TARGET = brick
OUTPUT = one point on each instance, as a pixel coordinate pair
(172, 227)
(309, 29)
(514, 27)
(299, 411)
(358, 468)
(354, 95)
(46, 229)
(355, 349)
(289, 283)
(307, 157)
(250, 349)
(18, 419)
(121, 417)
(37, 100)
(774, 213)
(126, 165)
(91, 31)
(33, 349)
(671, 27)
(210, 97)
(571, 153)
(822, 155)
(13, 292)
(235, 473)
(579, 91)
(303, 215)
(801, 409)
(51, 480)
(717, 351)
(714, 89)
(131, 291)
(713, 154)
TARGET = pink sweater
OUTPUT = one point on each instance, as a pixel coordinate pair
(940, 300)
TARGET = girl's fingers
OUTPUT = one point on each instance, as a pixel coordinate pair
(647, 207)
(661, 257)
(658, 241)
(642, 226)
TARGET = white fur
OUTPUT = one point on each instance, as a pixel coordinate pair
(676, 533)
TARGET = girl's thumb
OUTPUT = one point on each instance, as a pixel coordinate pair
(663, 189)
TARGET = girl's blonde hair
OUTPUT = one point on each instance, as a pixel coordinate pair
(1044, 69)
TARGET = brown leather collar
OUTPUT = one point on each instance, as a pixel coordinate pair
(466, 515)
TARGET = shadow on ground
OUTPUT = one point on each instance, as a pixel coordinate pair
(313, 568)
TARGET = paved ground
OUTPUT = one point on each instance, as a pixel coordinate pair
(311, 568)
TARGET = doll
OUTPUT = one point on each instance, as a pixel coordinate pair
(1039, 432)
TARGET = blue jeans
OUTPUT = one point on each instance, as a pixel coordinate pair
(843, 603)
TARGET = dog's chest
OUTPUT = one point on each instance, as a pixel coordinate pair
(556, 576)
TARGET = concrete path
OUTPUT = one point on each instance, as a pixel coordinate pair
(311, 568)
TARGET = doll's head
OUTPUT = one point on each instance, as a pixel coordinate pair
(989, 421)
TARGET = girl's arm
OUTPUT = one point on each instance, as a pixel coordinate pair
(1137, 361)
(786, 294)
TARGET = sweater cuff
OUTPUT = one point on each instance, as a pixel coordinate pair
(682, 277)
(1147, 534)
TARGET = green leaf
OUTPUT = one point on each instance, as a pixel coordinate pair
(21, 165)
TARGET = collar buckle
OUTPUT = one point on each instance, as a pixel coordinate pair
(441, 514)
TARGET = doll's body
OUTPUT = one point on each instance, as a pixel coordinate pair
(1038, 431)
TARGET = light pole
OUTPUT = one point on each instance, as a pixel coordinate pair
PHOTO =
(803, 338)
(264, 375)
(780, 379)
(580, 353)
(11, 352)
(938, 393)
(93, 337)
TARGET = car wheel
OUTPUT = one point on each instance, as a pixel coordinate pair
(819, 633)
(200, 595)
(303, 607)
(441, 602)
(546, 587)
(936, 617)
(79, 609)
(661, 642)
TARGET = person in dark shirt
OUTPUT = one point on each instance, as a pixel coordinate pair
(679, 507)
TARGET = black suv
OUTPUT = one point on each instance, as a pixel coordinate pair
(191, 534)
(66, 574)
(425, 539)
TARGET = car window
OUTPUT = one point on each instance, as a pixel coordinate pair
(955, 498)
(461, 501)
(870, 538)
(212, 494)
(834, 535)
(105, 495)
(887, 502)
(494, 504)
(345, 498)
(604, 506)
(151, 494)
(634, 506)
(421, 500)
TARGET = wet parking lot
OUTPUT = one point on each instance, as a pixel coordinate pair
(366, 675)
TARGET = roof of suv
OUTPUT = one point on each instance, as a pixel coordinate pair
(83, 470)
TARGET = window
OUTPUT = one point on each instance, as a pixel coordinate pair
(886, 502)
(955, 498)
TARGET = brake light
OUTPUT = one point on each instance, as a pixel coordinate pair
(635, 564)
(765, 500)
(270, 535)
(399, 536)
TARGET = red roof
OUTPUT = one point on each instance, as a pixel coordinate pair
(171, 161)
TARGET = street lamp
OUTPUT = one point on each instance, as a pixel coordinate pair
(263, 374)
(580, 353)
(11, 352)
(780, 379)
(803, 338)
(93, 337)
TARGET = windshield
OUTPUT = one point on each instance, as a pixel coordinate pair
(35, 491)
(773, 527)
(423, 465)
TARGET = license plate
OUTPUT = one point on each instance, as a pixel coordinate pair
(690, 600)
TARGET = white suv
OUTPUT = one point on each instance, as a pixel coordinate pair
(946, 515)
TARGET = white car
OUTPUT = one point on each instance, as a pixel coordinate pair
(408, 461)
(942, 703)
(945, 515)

## What to produce
Each record should come back exactly as written.

## Correct response
TARGET = brick
OUTPUT = one point on each instance, as a pixel coordinate pair
(172, 227)
(309, 29)
(514, 27)
(299, 411)
(358, 468)
(354, 95)
(46, 229)
(355, 349)
(289, 283)
(307, 157)
(250, 349)
(18, 419)
(121, 417)
(37, 100)
(774, 213)
(126, 165)
(91, 31)
(33, 349)
(671, 27)
(210, 97)
(571, 153)
(822, 155)
(13, 292)
(235, 473)
(579, 91)
(303, 215)
(801, 409)
(51, 480)
(717, 351)
(714, 89)
(131, 291)
(713, 154)
TARGET = pink sweater
OUTPUT = one point on each instance, as a pixel coordinate pair
(940, 300)
TARGET = girl's fingers
OUTPUT = one point on each instance, as a pixel coordinate pair
(647, 207)
(661, 257)
(658, 241)
(642, 226)
TARGET = white fur
OUTPUT = one point on each instance, as a pixel coordinate pair
(676, 533)
TARGET = girl's thumb
OUTPUT = one point on each instance, as a pixel coordinate pair
(663, 189)
TARGET = girl's blonde hair
OUTPUT = one point on each instance, as a pixel coordinate pair
(1044, 69)
TARGET = brown leather collar
OUTPUT = one point on each instance, as a pixel coordinate pair
(466, 515)
TARGET = shadow on ground
OUTPUT = one point on each instance, as a pixel coordinate pair
(313, 568)
TARGET = paved ground
OUTPUT = one point on each instance, as a pixel coordinate pair
(311, 568)
TARGET = doll
OUTPUT = one point on each instance, as a pixel coordinate pair
(1039, 432)
TARGET = blue jeans
OUTPUT = one point on each instance, as a pixel coordinate pair
(843, 603)
TARGET = dog's chest
OUTPUT = one point on each instance, as a pixel coordinate pair
(556, 576)
TARGET = concrete path
OUTPUT = one point on each instance, as a pixel coordinate pair
(311, 568)
TARGET = doll's head
OUTPUT = one point on each instance, as a pixel coordinate pair
(989, 421)
TARGET = girl's arm
OUTPUT = one point on each instance, as a pixel coordinate pair
(1137, 361)
(786, 294)
TARGET = sweater cuff
OUTPUT = one point on each instance, as a pixel coordinate pair
(682, 277)
(1147, 534)
TARGET = green leaf
OUTPUT = one point on each instance, as a pixel coordinate pair
(21, 165)
TARGET = collar buckle
OUTPUT = one point on each instance, as a pixel coordinate pair
(441, 514)
TARGET = doll's body
OUTPUT = one point on each instance, as a pixel coordinate pair
(1038, 431)
TARGET = light pole
OUTPUT = one point on each instance, as a pixel coordinate pair
PHOTO =
(803, 338)
(264, 375)
(780, 379)
(580, 353)
(11, 352)
(938, 393)
(93, 337)
TARGET = car wheel
OUTPUT = one point on each instance, as a pixel coordinate pair
(819, 633)
(200, 595)
(303, 607)
(441, 602)
(546, 587)
(936, 617)
(79, 609)
(661, 642)
TARGET = person in dark shirt
OUTPUT = one point on each instance, as a pixel coordinate pair
(679, 507)
TARGET = black suv
OUTPUT = one point on each instance, as a pixel coordinate pair
(191, 534)
(66, 574)
(425, 539)
TARGET = car window
OUTPUT = one point on each instance, as a pixel coordinate pair
(955, 498)
(461, 501)
(870, 538)
(212, 494)
(834, 535)
(105, 495)
(887, 502)
(494, 504)
(345, 498)
(604, 506)
(151, 494)
(634, 506)
(421, 500)
TARGET = wet parking lot
OUTPUT = one point on each instance, as a pixel coordinate pair
(366, 675)
TARGET = roof of suv
OUTPUT = one point on each instance, as a pixel coordinate pair
(83, 470)
TARGET = window
OUTPUT = one point on each instance, as a pixel coordinate pair
(886, 502)
(955, 498)
TARGET = brake light
OUTPUT = one point on each instance, as a pixel coordinate pair
(635, 564)
(765, 500)
(270, 535)
(399, 536)
TARGET = red roof
OUTPUT = one point on each instance, as a pixel coordinate pair
(171, 161)
TARGET = street lamp
OUTPUT = one point on each instance, as a pixel coordinate pair
(263, 374)
(580, 353)
(11, 352)
(780, 379)
(803, 338)
(93, 337)
TARGET = windshield
OUTPUT = one point on each instance, as a pixel coordinate pair
(35, 491)
(773, 527)
(423, 465)
TARGET = license plate
OUTPUT = one point on each instance, as a pixel coordinate pair
(690, 600)
TARGET = white suv
OUTPUT = one point on each instance, as a pixel coordinate pair
(946, 515)
TARGET = white car
OUTPUT = one point on each instance, as a pixel coordinate pair
(408, 461)
(942, 703)
(945, 515)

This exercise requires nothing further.